*** Opening of Source passage ***

In the late 1970s, a comic book star came to the small screen with the debut of The Incredible Hulk.
Created by Stan Lee and Jack Kirby for Marvel Comics, The Hulk was developed by Kenneth Johnson for Universal Television, inspired by the French novel Les Miserables.
Starring Bill Bixby (Dr. David Banner) and Lou Ferrigno (alter ego The Hulk), the TV series started with the origin story, a physician whose wife has died in a car accident is left shattered and questioning why he couldn’t save his wife.
Banner decides to start studying other accidents to discover why and how some people had survived. During his research he discovers that gamma radiation may have an influence on human strength during a stressful moment and he decides to test the theory by dosing himself with radiation.
Not seeing any difference, Banner is frustrated and when he drives home, has to stop because his car has a flat tire. His anger at the flat tire transforms him into the The Hulk, and his altered state, is confronted by two people who are camping, one who shoots him.
The duo relate their story to local reporter Jack McGee while Hulk transforms back into Banner and realizes what has happened to him. He confesses his story to his fellow scientist Dr. Marks, who tries to figure out how to help him.
When Dr. Marks tries to simulate conditions to transform Banner at the laboratory, it doesn’t work. But Banner falls asleep, dreaming of his late wife and transforms. In his rage, he discovers McGee has snuck into the laboratory and in his haste to escape, knocks over chemicals creating a fire.

*** Close of Source passage ***

→ **What you should do**
Reproduce the section of the passage on The Incredible Hulk between "When Dr. Marks" and "creating a fire.", inclusive, substituting "lab" for each occurrence of "laboratory".

*** Opening of Data section ***

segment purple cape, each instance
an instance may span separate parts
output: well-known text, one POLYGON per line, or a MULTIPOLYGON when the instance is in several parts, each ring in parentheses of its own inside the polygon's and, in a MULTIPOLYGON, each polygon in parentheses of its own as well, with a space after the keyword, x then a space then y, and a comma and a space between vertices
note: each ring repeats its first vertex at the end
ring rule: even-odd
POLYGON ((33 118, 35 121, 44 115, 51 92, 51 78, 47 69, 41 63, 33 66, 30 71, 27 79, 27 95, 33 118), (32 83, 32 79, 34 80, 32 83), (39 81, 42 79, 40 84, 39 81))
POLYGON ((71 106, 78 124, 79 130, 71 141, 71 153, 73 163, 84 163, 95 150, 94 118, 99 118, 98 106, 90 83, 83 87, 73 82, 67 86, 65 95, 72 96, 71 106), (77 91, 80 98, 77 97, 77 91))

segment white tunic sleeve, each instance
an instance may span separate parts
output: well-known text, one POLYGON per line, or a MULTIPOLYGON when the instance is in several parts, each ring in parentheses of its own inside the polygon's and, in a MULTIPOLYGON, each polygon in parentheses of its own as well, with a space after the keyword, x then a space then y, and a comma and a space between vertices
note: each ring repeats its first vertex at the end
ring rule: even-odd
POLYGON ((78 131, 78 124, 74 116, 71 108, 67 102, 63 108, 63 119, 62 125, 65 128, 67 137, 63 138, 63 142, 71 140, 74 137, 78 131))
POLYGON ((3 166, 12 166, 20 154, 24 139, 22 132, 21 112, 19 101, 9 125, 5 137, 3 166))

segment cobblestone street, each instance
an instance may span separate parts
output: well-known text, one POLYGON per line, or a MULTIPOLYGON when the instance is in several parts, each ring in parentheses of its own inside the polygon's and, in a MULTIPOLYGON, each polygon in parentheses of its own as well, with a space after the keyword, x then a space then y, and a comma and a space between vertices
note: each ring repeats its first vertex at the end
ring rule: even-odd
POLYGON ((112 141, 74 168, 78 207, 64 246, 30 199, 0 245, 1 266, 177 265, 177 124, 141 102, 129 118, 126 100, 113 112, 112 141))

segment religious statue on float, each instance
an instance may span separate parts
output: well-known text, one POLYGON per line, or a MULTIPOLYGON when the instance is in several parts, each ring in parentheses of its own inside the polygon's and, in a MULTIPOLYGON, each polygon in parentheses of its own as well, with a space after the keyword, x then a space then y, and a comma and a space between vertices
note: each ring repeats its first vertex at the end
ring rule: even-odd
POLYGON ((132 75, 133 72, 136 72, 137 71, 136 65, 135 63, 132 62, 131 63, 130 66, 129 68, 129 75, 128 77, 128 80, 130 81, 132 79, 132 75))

*** Close of Data section ***
*** Opening of Data section ***

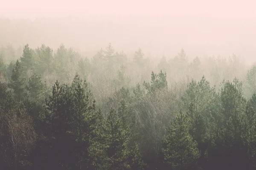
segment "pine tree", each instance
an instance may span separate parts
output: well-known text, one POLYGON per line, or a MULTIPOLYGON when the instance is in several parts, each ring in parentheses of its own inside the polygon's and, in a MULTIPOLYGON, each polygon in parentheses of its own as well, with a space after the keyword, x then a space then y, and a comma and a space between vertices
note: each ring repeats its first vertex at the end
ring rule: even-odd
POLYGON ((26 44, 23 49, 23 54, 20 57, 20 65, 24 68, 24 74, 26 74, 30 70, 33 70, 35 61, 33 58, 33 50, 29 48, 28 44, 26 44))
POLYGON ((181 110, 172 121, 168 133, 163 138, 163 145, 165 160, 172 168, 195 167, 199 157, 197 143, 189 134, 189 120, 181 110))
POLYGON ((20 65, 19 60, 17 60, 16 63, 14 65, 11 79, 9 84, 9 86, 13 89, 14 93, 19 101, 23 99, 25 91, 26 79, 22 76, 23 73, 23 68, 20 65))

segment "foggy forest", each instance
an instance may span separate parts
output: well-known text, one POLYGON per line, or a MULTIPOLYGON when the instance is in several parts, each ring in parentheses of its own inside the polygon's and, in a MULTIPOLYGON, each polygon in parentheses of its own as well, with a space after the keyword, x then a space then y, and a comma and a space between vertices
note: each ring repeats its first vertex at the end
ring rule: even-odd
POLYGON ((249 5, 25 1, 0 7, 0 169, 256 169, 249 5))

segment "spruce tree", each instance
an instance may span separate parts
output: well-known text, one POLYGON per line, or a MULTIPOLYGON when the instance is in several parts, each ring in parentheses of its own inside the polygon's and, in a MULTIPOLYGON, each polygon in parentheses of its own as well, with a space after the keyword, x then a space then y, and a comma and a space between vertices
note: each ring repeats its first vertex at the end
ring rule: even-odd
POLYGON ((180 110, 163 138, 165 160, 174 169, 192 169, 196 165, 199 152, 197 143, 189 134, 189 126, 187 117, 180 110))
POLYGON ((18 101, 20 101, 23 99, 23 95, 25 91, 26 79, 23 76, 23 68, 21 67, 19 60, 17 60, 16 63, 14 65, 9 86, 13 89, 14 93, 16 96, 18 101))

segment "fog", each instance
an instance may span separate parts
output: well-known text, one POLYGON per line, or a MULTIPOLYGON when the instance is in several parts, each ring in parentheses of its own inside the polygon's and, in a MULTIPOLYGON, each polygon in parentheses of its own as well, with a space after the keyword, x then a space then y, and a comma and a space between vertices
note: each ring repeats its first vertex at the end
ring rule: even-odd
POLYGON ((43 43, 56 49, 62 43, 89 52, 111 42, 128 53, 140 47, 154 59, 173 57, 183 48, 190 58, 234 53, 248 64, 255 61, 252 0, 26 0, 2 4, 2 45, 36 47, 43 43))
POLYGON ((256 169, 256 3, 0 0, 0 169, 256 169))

*** Close of Data section ***

→ **Output for this task**
When Dr. Marks tries to simulate conditions to transform Banner at the lab, it doesn’t work. But Banner falls asleep, dreaming of his late wife and transforms. In his rage, he discovers McGee has snuck into the lab and in his haste to escape, knocks over chemicals creating a fire.